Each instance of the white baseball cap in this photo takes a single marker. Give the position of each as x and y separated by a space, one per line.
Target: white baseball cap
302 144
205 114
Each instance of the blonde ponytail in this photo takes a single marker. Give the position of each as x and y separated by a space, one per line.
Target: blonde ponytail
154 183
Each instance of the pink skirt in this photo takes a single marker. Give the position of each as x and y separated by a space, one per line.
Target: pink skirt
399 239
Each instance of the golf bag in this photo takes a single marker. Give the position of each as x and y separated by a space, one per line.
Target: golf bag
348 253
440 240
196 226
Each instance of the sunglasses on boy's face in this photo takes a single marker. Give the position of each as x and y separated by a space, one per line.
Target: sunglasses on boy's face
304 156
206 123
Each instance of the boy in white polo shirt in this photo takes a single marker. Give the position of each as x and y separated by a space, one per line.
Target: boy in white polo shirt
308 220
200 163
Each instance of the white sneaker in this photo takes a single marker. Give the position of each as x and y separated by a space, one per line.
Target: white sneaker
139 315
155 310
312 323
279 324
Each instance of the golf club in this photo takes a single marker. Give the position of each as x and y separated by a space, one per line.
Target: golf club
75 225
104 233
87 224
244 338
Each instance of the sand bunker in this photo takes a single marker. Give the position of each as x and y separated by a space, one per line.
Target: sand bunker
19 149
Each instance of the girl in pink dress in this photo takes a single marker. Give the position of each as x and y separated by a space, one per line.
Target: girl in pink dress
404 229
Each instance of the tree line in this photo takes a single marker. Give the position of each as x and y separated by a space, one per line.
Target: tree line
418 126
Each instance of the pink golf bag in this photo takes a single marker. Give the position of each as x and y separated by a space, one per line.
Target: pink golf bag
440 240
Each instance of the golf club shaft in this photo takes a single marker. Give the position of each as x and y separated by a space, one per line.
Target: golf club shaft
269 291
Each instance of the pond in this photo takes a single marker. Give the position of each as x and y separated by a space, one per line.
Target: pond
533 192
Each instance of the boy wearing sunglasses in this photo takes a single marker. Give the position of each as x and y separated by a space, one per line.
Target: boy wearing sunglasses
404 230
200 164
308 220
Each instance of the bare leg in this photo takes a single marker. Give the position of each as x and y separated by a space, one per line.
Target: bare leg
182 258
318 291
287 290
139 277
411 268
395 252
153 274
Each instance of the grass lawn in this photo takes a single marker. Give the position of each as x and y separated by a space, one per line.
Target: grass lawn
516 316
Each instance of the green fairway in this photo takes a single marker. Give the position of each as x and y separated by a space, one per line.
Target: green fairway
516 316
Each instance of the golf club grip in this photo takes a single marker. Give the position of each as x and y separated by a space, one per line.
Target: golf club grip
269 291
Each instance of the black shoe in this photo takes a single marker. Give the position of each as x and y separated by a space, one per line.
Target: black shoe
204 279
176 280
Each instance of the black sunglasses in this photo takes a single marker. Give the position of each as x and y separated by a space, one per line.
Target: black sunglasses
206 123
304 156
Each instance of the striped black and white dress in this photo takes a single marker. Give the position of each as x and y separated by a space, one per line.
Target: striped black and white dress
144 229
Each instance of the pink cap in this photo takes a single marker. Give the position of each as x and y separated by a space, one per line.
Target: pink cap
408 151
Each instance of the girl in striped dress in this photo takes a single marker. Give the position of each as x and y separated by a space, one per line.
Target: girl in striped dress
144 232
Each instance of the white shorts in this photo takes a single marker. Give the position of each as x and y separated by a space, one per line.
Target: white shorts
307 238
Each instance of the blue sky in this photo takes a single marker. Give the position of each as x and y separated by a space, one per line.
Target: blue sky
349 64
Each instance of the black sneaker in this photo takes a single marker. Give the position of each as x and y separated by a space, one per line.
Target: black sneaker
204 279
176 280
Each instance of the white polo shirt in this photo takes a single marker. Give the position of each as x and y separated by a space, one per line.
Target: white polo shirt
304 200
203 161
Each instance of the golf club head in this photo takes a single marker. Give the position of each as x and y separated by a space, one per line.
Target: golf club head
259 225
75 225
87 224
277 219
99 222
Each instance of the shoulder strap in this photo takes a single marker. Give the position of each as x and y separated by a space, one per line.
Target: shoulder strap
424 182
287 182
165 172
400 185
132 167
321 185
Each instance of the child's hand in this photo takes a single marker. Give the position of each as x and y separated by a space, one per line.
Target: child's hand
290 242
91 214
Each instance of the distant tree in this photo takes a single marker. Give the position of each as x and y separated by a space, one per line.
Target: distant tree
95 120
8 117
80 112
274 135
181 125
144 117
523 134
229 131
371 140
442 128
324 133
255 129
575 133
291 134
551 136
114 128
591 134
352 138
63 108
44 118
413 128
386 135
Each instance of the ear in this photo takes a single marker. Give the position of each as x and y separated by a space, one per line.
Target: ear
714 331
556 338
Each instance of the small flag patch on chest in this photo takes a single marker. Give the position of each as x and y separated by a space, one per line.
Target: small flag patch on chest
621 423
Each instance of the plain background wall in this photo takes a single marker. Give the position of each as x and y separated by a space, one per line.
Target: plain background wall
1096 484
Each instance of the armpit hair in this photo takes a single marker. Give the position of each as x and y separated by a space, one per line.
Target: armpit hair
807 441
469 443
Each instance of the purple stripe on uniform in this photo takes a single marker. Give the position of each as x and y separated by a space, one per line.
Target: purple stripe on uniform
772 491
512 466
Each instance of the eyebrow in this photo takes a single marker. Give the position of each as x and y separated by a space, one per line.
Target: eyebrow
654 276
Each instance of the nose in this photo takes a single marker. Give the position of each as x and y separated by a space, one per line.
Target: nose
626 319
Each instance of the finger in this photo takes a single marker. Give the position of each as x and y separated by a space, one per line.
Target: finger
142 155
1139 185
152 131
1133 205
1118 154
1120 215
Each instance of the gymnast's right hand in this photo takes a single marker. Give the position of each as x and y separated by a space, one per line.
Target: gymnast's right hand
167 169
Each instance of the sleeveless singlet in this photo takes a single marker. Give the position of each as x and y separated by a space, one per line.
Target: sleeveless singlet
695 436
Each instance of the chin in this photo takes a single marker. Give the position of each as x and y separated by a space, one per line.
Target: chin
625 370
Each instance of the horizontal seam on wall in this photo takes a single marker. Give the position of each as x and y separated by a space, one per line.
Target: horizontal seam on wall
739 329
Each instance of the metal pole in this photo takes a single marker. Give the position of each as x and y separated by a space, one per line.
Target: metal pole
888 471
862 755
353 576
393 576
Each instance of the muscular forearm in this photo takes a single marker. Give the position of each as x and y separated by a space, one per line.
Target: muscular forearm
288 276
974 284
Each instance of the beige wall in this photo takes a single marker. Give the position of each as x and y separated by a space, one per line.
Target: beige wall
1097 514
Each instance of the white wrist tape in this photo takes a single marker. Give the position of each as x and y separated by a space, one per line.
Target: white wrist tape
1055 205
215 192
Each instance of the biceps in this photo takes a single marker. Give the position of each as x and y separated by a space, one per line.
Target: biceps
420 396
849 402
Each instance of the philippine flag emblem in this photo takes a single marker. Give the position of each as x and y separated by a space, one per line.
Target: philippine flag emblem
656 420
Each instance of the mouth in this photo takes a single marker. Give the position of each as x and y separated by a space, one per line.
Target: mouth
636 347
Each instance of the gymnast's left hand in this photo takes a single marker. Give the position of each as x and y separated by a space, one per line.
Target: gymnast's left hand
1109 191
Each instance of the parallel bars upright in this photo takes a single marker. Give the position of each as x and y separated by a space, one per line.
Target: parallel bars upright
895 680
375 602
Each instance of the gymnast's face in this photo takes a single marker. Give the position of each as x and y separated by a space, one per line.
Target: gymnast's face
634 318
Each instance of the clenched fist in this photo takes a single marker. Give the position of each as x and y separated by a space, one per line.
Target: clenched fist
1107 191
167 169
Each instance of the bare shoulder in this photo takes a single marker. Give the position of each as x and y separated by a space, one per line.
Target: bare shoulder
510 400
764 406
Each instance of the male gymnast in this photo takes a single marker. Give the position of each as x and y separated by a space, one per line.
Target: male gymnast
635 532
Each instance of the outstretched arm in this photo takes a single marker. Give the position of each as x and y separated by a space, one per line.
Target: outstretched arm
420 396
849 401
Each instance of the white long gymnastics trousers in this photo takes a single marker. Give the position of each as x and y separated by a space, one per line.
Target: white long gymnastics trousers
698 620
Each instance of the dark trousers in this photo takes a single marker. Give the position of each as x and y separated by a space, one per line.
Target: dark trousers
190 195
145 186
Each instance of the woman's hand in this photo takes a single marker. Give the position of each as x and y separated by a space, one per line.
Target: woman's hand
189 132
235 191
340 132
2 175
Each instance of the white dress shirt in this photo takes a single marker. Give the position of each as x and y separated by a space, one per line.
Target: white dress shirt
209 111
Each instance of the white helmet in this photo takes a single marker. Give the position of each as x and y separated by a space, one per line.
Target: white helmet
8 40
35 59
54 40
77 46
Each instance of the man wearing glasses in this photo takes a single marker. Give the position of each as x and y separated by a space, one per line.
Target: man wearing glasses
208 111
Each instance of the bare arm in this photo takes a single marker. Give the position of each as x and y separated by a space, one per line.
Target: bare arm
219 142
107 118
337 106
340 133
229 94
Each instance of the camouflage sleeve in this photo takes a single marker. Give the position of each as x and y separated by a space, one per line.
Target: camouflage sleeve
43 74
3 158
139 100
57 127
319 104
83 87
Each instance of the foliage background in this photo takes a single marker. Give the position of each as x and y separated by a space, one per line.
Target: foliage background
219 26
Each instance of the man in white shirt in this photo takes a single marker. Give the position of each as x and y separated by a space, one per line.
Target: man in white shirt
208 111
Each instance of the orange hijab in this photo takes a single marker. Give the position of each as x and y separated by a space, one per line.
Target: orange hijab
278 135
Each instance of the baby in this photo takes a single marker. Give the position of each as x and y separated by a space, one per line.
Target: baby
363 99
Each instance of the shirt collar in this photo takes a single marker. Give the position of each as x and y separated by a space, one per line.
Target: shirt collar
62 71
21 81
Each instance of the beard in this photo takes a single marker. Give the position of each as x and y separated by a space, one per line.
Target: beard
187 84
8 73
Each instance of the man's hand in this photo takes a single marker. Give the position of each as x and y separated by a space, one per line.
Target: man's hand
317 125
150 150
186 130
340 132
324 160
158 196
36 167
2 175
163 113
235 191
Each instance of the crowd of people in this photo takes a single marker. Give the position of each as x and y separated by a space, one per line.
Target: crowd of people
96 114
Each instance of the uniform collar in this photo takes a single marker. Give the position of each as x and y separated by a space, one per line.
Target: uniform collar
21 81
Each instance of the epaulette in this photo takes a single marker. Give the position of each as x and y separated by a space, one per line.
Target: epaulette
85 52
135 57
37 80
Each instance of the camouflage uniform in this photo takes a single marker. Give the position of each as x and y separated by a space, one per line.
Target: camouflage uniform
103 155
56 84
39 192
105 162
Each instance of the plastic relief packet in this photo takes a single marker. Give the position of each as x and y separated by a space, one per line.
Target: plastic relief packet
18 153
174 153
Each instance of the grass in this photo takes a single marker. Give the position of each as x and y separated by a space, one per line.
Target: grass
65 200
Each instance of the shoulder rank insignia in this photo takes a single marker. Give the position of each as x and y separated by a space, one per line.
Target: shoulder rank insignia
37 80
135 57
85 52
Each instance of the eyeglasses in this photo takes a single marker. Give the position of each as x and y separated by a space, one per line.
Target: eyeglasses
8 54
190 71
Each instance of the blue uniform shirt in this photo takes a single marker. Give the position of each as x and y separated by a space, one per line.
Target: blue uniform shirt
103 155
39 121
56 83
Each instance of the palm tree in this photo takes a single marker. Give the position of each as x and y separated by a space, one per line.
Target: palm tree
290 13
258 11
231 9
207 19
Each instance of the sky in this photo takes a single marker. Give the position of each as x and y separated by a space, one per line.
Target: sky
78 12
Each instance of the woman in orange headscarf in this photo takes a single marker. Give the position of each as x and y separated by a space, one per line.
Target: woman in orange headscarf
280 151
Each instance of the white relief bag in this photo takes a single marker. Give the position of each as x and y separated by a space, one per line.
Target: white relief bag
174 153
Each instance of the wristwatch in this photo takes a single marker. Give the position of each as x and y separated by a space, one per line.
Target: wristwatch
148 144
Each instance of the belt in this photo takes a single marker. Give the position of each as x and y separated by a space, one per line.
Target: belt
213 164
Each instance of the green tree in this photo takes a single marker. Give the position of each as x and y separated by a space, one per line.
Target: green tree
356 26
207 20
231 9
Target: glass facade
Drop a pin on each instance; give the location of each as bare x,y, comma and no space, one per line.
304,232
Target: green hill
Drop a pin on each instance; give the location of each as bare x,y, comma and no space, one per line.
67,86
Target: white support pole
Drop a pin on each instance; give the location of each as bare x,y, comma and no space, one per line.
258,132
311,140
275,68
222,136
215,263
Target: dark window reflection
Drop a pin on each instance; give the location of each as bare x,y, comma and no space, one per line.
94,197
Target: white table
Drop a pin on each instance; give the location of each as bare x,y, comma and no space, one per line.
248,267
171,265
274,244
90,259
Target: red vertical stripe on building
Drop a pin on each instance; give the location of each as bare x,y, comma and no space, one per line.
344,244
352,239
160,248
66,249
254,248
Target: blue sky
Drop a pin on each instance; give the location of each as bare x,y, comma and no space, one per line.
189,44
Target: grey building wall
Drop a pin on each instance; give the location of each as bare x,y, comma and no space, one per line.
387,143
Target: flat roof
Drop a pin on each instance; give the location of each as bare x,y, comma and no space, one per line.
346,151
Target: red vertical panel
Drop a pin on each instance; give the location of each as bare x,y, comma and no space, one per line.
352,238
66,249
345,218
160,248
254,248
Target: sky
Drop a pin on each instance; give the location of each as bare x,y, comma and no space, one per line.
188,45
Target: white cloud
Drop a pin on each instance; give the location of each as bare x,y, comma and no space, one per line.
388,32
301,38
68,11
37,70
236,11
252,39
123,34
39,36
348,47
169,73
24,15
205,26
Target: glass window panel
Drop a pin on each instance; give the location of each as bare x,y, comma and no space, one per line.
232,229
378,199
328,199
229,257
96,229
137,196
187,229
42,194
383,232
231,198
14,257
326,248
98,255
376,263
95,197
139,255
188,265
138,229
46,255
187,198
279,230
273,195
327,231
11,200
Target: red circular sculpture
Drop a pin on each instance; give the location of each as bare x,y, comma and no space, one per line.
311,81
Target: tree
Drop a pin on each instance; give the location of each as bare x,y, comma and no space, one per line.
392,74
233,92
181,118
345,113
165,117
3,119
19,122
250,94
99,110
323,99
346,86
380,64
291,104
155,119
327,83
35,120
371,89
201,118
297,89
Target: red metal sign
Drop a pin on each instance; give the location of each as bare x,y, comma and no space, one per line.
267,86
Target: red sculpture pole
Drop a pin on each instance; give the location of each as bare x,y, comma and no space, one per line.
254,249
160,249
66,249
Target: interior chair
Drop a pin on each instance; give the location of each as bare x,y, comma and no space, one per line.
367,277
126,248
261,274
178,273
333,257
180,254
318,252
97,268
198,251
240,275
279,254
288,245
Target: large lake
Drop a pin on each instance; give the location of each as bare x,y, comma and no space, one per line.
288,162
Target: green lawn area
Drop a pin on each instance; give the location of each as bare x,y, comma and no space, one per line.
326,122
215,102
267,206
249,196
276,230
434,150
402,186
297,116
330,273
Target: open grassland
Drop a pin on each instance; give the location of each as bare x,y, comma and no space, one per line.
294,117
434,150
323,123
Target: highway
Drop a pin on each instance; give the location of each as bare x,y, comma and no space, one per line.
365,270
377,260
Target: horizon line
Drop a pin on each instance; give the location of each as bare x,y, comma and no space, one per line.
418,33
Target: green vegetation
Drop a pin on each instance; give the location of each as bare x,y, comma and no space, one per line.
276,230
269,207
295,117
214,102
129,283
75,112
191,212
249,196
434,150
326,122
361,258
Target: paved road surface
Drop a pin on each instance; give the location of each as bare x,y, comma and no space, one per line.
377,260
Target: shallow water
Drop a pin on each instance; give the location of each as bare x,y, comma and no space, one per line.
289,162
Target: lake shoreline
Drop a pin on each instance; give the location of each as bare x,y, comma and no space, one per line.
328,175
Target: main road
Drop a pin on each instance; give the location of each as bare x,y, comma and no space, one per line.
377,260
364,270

* * * * *

Your assignment =>
Wherever "lake" occurs in the records above, copy the line it sits in.

Task solution =>
Target: large lake
Target: lake shoreline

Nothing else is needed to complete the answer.